So DB engine rejects it. Even though we know that description is unique, the DB engine doesn’t and rejects. So lets also add the extra unique column to that group syntax:

select name, sum(amount), description from items group by name, description
name,amount, description
food, 60, for eating
car, 170, for driving

This works and the results are still right. This is because now we made groups of rows where both name and description were unqiue. this worked out for us because description and name both were consistent.

We still cant do this for id. If we add id to the group by its going to make 4 unqiue groups as each row has different id's and our results will be wrong, even though we will be able to show id in the select.

So if we must see id, and we can not add it to the group function, then next thing to see it in output would be to use a different aggregate function which can show it.

SELECT array_agg(id), name, sum(amount) FROM items group by name;
array_agg, name, sum
{1,3}, food, 60
{2,4}, car, 170

Now this works as the DB engine is just showing ids of all the rows in the group its aggregating on. So the point here is that as long as you can tell the DB to get a value from accross all the rows in the group, then it will do what you ask. More examples which would work are:

SELECT avg(id), name, sum(amount) FROM items group by name;
SELECT max(id), name, sum(amount) FROM items group by name;
SELECT min(id), name, sum(amount) FROM items group by name;
SELECT sum(id), name, sum(amount) FROM items group by name;
SELECT string_agg(id::varchar, ';'), name, sum(amount) FROM items group by name;

All these work as they go over a number of rows and you are telling the DB how to produce the results accross multuple rows.

An alternate way to get uncollapsed results while using group by

select items.*, foo.sum from items inner join (
select name, sum(amount) from items group by name) as foo on foo.name = items.name
"id","name","amount","sum"

YOUR TASKS:
a) Could you rewrite everything in the SQL grouping text from "select name, sum(amount), description" down to "in the select.", swapping "description" for "details"?
b) Which aggregate functions appear in the SQL grouping text?
c) Carry the SQL grouping text on past its final line.
The rows that follow are separate material from the SQL grouping text.

DATASET EXTRACT:
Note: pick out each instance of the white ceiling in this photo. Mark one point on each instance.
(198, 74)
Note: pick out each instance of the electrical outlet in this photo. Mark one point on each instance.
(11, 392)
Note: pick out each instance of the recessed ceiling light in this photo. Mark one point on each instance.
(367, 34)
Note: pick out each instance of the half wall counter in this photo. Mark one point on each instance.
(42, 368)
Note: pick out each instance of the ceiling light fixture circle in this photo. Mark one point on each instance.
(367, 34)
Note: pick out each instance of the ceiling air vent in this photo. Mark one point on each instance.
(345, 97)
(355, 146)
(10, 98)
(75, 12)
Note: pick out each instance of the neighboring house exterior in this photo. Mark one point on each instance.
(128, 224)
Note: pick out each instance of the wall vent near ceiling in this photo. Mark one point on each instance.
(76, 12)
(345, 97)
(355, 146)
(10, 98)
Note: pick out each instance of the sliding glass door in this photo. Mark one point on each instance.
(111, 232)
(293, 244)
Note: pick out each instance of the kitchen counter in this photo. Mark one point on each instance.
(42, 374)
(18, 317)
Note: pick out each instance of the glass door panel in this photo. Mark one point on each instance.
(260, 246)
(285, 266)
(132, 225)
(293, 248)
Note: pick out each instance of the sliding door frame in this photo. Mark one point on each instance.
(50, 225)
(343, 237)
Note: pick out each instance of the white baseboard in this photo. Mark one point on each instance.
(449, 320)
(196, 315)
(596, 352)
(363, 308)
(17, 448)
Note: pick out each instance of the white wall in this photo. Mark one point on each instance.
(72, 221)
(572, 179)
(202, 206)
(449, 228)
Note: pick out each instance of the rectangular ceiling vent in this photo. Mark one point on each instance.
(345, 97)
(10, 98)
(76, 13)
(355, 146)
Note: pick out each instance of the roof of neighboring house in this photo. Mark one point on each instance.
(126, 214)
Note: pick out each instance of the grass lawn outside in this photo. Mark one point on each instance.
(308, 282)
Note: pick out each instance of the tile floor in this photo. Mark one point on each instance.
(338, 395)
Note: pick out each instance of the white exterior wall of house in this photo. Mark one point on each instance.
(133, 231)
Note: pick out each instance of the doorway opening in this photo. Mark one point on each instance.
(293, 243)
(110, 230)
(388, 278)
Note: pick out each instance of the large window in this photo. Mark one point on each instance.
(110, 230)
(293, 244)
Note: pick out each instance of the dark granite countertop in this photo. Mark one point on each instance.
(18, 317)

REPLIES:
a)
select name, sum(amount), details from items group by name, details
name,amount, details
food, 60, for eating
car, 170, for driving

This works and the results are still right. This is because now we made groups of rows where both name and details were unqiue. this worked out for us because details and name both were consistent.

We still cant do this for id. If we add id to the group by its going to make 4 unqiue groups as each row has different id's and our results will be wrong, even though we will be able to show id in the select.

b) sum, array_agg, avg, max, min, string_agg

c)
2,"car",20,120
3,"food",50,60
4,"car",100,120
1,"food",10,60

So to sum it up, group-by gave us something in this case the result of an aggregate function accross multiple rows, and it built those multiple rows by dividing all the rows it got in to smaller groups where all rows in each smaller group share a common value for a particular colunn, in our case that column being name. It also took something away from us. It still doesnt show the granularity and detail of each row. We still cant see details of each row like id.

For the official defination:

The GROUP BY Clause is used to group together those rows in a table that have the same values in all the columns listed.

Intro to Window functions

Okay so finally now we done with pre-reqs and have setup a problem we were unable to easily solve with aggregate function or group by aggregate functions.

Here is our items table

"id","name","amount"
1,"food",10
2,"car",20
3,"food",50
4,"car",100

and we want to see:

  • the total sum accross all rows
  • and total sum accross each category
  • and we want to see all existing item rows

So we still want to get the ids of each row along with these sums we asked for. In other words we have been provided with N rows, we want to have N rows in the output along with 2 extra columns. We dont want to give up any row. I know this sounds greedy, but thats what we want and thats what window functions will help us do.

select *,
sum(amount) over () as total_sum,
sum(amount) over (partition by name) as category_sum
from items;
"id","name","amount","total_sum","category_sum"
2,"car",20,180,120
4,"car",100,180,120
1,"food",10,180,60
3,"food",50,180,60

It looks like we finally got what we were looking for. We gave N rows and got back 4 rows. We got our sums and lost nothing. This is a win-win. This is why we want to learn window functions.

So how did this work?

The first thing, we did is we used the sum aggegate function. This does exactly what you expect. It produces the sum of the amount column, but in this case its followed by an over. This makes it an aggregate window function, rather than just a regular aggregate function. In the over clause we specify how many rows should be considered in the window accross which the aggregate function is to run. So its kinda like group-by, but we are defining the group for each function seperately and calling that the function’s window.

Within the first over() function, we didnt write anything, so that means inlcude all rows in the window frame. This gives us our first column which is the total sum accross all rows.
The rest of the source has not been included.